Your output should be the lines from the one with "Where can the snow-covered meadow" through the end of the entries below, set down word for word and nothing else.
- - -
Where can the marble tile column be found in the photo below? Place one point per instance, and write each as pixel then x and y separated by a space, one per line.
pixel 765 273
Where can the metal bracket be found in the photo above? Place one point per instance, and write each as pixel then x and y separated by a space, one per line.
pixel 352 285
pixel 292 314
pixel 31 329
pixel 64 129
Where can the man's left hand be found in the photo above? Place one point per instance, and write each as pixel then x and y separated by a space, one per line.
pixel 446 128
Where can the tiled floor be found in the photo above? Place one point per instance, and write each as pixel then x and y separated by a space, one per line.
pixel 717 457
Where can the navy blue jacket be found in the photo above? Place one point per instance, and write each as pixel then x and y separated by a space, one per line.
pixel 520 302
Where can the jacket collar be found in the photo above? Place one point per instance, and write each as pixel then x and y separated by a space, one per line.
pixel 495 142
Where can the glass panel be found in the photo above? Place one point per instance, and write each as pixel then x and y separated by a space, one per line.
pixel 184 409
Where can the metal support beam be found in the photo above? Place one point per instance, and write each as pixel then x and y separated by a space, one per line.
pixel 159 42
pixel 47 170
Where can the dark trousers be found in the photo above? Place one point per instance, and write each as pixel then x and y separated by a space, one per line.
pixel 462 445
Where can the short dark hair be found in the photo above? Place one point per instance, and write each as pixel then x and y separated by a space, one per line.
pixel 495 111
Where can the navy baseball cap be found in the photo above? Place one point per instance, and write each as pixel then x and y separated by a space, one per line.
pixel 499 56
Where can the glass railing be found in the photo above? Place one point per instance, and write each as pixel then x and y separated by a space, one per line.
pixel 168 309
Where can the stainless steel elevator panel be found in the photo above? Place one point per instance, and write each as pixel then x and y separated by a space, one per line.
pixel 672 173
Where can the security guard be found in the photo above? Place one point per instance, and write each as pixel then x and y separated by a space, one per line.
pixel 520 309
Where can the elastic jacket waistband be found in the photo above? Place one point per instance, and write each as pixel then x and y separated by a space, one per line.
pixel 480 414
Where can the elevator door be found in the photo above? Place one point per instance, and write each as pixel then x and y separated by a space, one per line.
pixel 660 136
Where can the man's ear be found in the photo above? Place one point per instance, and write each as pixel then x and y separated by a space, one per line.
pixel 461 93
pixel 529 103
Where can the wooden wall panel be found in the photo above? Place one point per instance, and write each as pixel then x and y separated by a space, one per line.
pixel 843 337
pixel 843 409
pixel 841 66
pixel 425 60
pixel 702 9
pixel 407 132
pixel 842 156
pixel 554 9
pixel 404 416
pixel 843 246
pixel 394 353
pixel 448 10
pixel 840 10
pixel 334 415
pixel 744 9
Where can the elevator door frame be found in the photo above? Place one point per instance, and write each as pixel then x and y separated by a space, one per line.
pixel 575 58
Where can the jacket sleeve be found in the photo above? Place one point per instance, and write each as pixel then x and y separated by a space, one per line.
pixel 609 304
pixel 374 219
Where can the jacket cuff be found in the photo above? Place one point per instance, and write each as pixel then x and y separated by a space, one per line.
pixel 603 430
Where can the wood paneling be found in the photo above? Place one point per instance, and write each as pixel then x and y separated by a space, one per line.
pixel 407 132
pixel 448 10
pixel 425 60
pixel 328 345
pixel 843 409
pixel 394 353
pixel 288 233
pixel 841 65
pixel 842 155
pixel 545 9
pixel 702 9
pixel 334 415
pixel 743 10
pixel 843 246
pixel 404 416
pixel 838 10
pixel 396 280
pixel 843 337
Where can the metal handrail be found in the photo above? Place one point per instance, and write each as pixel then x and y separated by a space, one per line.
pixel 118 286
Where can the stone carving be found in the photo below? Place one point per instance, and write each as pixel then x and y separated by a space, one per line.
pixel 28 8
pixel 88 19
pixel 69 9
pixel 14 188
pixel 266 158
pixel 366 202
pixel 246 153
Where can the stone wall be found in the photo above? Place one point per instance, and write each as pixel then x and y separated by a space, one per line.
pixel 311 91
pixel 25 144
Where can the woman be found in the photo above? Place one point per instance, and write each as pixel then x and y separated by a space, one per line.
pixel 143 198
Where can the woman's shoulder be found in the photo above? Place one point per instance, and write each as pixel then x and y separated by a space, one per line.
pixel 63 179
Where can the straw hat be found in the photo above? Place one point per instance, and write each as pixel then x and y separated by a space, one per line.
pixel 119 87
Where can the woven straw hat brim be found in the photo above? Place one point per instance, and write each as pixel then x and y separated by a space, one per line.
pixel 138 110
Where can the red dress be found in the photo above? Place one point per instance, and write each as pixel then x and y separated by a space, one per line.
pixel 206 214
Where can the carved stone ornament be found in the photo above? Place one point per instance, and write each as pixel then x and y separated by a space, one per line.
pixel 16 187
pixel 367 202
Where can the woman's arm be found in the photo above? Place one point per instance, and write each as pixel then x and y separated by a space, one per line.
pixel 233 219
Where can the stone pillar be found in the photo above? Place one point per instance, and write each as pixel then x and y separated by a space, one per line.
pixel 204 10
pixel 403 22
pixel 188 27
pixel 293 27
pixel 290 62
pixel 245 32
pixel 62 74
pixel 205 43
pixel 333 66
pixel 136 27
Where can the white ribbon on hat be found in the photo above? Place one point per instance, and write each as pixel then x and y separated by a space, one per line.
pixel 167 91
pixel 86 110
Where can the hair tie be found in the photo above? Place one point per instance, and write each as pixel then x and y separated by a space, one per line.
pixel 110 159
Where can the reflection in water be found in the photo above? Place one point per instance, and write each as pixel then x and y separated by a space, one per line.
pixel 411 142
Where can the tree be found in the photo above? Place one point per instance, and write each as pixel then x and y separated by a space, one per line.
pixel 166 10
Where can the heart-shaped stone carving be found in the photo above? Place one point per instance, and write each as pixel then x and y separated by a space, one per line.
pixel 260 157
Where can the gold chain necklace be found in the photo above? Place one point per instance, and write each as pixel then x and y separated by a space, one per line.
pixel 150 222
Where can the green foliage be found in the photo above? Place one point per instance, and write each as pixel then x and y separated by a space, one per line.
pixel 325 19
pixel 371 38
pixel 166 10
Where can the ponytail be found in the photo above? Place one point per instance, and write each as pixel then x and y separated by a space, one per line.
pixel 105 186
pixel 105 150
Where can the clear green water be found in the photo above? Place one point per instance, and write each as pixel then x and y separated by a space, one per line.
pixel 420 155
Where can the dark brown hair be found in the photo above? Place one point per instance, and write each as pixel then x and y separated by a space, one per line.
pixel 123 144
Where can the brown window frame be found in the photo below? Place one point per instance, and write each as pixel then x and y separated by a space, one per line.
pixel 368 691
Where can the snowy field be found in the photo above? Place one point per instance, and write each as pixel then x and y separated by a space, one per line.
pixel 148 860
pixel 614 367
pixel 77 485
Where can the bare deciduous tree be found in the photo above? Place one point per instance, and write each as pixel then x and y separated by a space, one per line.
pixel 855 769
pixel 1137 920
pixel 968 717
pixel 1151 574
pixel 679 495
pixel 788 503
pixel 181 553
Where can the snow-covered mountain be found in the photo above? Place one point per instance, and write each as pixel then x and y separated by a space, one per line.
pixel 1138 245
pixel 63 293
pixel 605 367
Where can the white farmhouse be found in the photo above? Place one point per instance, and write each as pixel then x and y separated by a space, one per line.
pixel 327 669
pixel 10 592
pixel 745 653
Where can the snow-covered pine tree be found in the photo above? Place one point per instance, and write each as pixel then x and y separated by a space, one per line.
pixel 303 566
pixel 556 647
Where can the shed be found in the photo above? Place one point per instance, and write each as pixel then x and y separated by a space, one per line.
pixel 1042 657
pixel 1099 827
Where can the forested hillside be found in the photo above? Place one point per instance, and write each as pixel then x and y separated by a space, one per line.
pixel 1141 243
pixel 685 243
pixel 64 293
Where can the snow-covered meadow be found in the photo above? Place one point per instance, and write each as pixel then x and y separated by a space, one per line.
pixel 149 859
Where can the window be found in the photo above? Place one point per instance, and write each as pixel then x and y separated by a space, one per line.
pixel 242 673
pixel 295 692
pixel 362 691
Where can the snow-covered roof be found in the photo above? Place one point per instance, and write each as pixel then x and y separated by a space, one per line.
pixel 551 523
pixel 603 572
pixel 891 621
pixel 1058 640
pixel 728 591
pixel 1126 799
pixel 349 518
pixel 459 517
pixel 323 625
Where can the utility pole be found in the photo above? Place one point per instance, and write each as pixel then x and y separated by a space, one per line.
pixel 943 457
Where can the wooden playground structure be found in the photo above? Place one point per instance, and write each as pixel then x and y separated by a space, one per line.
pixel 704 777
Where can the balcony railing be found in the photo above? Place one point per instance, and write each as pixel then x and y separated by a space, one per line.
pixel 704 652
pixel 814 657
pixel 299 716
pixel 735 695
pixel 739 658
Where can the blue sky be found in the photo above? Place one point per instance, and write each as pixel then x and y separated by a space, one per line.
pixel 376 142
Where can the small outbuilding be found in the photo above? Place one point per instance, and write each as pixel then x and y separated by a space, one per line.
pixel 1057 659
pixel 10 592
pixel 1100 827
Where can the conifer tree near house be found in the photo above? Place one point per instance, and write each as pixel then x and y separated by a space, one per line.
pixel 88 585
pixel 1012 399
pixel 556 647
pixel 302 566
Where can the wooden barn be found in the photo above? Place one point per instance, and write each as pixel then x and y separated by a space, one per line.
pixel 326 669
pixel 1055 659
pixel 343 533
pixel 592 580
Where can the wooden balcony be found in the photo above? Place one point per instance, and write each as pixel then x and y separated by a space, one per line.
- - -
* [Response to this exercise]:
Where can the snow-covered meadow be found in the photo above? Place one point per instance, and write each as pixel then x and y separated by a space, one per line.
pixel 149 859
Where can the window be found in the photo above? Place one point per instance, and write each as pixel then x and y separated by a space, one per line.
pixel 242 673
pixel 295 692
pixel 362 691
Where can the snow-covered roof be found in the photo above? Place one point per instance, and write each as pixel then x and y separated by a space, one per line.
pixel 551 523
pixel 603 572
pixel 891 621
pixel 1058 640
pixel 728 591
pixel 1126 799
pixel 349 518
pixel 459 517
pixel 323 625
Where can the utility pole be found in the photo above? Place one point per instance, and write each as pixel then x and y separated by a space, one per line.
pixel 943 457
Where can the wooden playground structure be found in the photo above? Place one point per instance, and write each as pixel then x and y separated by a space, one per line.
pixel 704 777
Where can the balcony railing be found in the photo above? Place one point per instance, and write each as pixel then x and y separated by a space, one per line.
pixel 704 652
pixel 814 657
pixel 299 716
pixel 735 695
pixel 739 658
Where can the blue sky be found in the photo above? Place one point per instance, and write each as pixel then x and y separated by a space, one per line.
pixel 376 142
Where can the small outbuilding be found in the photo above? Place one point per instance, and write each as pixel then x and y separated by a space, one per line.
pixel 1057 659
pixel 10 592
pixel 1100 827
Where can the conifer tree near house be found in the photo above? Place one point per instance, and write each as pixel then x and y separated by a space, one per line.
pixel 88 585
pixel 1012 399
pixel 556 647
pixel 302 566
Where can the wooden barn be found in the photo above? Place one point per instance, and write each as pixel then x and y separated by a space, one per line.
pixel 326 669
pixel 1055 659
pixel 343 533
pixel 592 580
Where can the wooden balcony be found in the photo above? Place one point per instance, and write each as pixel then x and y separated by a space, one per line.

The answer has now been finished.